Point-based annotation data
==================================================

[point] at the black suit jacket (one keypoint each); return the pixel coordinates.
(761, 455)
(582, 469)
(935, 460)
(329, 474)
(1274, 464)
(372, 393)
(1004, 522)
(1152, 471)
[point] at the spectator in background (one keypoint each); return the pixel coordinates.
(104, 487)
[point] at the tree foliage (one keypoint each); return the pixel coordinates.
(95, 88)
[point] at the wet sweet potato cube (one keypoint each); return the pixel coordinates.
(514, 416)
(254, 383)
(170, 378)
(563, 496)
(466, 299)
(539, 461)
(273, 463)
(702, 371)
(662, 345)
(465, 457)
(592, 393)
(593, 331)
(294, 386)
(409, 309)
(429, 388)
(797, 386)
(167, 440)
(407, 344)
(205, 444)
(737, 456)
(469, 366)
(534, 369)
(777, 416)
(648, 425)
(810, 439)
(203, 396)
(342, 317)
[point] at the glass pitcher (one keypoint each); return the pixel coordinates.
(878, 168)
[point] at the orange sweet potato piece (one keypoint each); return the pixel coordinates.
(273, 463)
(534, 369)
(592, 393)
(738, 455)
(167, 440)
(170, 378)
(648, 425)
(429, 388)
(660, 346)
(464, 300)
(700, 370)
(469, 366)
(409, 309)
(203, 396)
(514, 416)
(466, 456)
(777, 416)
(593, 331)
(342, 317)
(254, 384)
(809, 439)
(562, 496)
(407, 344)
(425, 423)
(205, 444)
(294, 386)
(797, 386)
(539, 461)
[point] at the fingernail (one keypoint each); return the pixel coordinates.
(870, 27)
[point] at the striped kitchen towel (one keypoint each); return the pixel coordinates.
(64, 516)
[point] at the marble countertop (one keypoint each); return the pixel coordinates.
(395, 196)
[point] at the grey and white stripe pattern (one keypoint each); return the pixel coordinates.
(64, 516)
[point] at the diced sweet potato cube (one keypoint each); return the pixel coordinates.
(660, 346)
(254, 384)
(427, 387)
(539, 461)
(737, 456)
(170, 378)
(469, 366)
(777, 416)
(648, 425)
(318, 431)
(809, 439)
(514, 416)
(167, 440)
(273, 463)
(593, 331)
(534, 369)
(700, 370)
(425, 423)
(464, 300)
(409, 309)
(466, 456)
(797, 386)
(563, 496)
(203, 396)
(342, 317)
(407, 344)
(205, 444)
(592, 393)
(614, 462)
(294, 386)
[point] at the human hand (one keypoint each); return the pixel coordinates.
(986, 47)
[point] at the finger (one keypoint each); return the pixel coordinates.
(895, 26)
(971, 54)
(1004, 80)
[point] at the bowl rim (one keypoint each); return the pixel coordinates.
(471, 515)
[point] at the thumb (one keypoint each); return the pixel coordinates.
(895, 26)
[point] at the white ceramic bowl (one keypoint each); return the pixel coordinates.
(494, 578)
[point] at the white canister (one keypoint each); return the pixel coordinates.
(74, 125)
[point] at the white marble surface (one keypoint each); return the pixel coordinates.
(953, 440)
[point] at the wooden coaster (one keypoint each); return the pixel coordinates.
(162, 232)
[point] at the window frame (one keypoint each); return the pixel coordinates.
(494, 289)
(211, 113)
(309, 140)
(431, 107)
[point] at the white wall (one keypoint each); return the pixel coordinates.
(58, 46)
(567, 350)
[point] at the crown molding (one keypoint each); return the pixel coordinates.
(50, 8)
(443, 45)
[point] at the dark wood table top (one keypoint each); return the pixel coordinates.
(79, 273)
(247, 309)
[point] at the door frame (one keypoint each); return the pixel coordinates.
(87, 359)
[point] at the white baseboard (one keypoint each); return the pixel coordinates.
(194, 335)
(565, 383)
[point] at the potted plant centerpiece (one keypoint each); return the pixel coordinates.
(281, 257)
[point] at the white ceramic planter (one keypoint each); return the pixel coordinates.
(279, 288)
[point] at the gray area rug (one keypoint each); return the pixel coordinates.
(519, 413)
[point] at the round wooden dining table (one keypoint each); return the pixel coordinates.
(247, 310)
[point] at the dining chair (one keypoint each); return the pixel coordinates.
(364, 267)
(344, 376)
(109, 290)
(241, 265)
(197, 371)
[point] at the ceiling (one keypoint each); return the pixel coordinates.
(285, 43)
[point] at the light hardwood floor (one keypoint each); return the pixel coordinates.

==================================================

#### [DIRECTION]
Please scale the data starting at the line containing "[point] at the round" and ending at the end of the data, both included, by multiplying every coordinate in the answers by 1.1 and rounding to whole numbers with halves rounded up. Return only these lines, requests included.

#### [REPLY]
[point] at the round wooden dining table (one keypoint each); return the pixel coordinates.
(272, 341)
[point] at the dining chair (one keypoint each); return the pixel coordinates.
(400, 294)
(378, 414)
(120, 319)
(265, 292)
(217, 408)
[point] at the ceiling (one keypoint each); return the pixel coordinates.
(314, 47)
[point] at the light hardwood floor (one keypoint each); return the pixel coordinates.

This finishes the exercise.